Provided text:
::::

Why I Stopped Selling Permissionless
During COVID, I started working on a book called Permissionless.
It was born out of frustration—the kind that gnaws at you when you see how broken the systems are, how unnecessary the gatekeepers have become, how much red tape gets in the way of solving real problems.
The book was about taking the DIY ethos and applying it as a manifesto for problem-solving, social change, cutting through bureaucracy, pushing past institutional overreach. A manifesto for people who saw the world as something they could rebuild, rather than something they had to accept.
I self-published it this year. I was happy with the launch. It found its audience. People bought it, shared it, sent me messages saying it resonated.
You bought it.
Right here on Gumroad.
You supported me.
That meant a lot.
Recently, a publisher reached out. They wanted to release the book officially. Expand its reach. Give it legitimacy.
So I sat down to read it again.
And I realized I had to say no.
Not just say no—I had to delete the whole thing from my website. Remove it from Gumroad. Kill it completely. No matter how much money I was leaving on the table. No matter how many copies had already been sold.
Because the world had shifted under my feet.

::::

Entries provided:
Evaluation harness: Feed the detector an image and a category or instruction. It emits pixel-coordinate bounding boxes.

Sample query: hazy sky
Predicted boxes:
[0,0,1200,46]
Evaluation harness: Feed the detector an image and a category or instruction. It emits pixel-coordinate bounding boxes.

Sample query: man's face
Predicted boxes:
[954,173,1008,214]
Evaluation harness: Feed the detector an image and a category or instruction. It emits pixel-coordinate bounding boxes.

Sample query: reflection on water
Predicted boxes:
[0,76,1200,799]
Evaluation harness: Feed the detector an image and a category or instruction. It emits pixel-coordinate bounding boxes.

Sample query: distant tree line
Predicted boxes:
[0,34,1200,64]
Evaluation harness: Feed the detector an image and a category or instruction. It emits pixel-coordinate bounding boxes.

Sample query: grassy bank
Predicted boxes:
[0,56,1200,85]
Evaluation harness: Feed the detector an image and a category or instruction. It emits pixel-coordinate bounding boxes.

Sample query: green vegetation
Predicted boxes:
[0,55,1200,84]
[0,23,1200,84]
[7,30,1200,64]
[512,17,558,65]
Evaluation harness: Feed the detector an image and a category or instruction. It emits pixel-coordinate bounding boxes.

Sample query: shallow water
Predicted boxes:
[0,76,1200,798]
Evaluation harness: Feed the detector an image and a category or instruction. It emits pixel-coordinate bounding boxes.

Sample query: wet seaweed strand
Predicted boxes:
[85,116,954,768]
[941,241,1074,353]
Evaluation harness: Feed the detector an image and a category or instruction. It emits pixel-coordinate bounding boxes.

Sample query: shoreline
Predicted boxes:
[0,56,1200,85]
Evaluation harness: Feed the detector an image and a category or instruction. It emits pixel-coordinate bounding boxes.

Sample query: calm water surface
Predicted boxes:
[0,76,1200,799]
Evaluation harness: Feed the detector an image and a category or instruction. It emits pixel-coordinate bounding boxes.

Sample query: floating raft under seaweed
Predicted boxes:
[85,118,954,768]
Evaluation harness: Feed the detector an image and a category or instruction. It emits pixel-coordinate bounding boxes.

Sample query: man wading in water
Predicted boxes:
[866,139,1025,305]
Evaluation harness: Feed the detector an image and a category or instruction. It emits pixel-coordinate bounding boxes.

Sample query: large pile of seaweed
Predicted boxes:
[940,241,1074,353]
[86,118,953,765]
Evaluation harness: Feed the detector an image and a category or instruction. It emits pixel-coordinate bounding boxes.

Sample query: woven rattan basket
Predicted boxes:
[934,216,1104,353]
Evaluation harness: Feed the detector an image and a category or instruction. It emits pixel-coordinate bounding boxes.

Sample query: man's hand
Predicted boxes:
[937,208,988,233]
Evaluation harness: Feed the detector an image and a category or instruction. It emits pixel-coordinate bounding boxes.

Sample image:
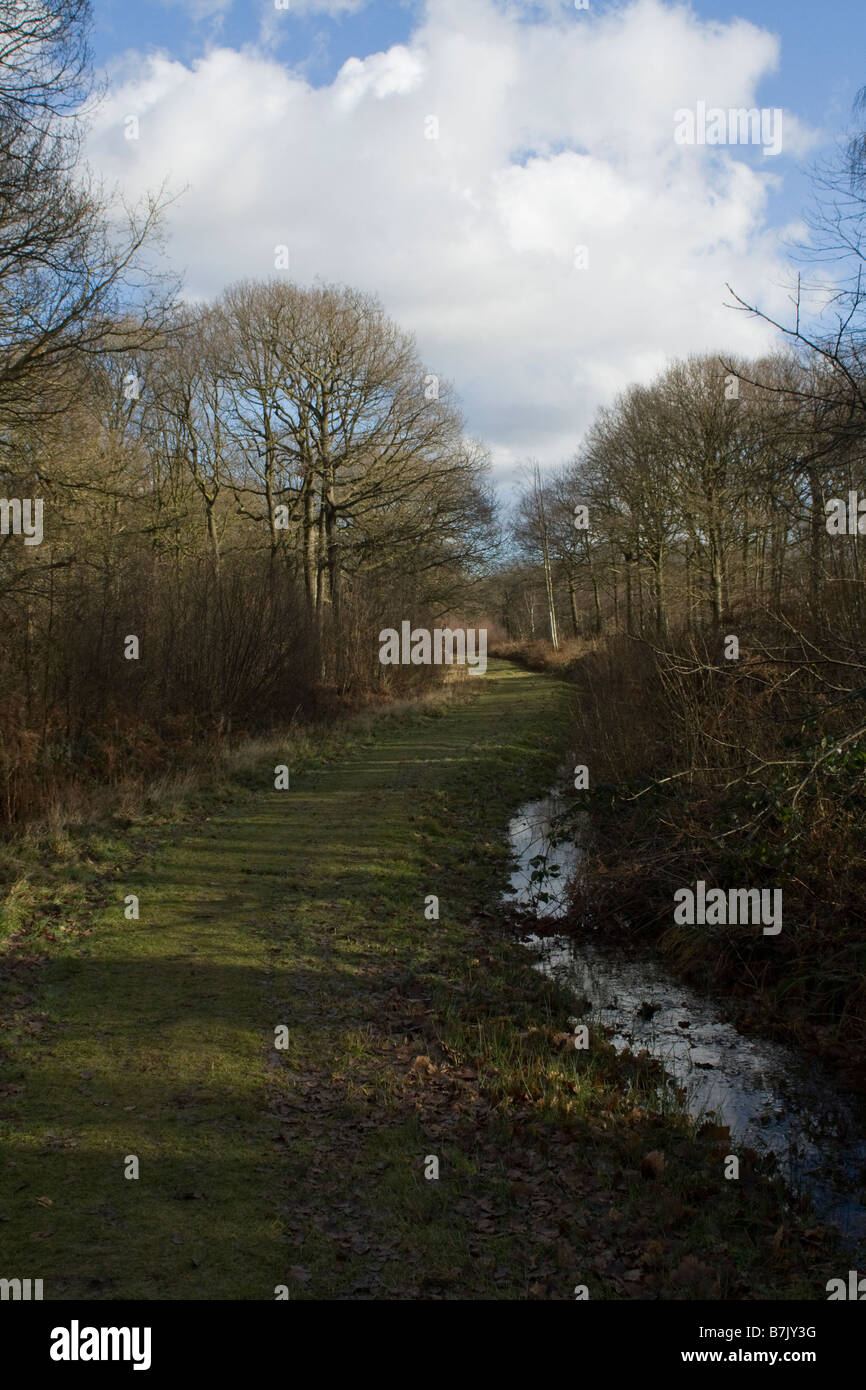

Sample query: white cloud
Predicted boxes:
[84,0,809,468]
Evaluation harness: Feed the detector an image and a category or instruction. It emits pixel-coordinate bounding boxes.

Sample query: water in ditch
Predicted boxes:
[506,792,866,1255]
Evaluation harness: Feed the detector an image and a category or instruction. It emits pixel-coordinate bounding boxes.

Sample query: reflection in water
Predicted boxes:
[506,794,866,1243]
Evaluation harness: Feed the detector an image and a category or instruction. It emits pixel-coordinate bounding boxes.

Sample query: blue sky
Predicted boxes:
[89,0,866,477]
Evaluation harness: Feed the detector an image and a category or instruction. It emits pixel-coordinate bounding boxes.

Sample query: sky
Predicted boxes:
[81,0,866,487]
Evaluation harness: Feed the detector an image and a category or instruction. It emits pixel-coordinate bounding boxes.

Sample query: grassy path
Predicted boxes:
[0,663,826,1300]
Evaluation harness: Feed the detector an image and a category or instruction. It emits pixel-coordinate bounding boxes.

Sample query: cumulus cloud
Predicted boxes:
[84,0,810,471]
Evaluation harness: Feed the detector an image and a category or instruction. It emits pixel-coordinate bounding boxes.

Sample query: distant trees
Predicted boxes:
[513,339,866,637]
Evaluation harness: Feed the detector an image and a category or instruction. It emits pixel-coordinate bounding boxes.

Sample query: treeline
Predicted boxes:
[503,353,866,639]
[496,96,866,1067]
[0,0,495,823]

::::

Please copy the Permissionless essay word for word between "Recently, a publisher" and "already been sold.", inclusive. You can set the records aside; they play no part here.

Recently, a publisher reached out. They wanted to release the book officially. Expand its reach. Give it legitimacy.
So I sat down to read it again.
And I realized I had to say no.
Not just say no—I had to delete the whole thing from my website. Remove it from Gumroad. Kill it completely. No matter how much money I was leaving on the table. No matter how many copies had already been sold.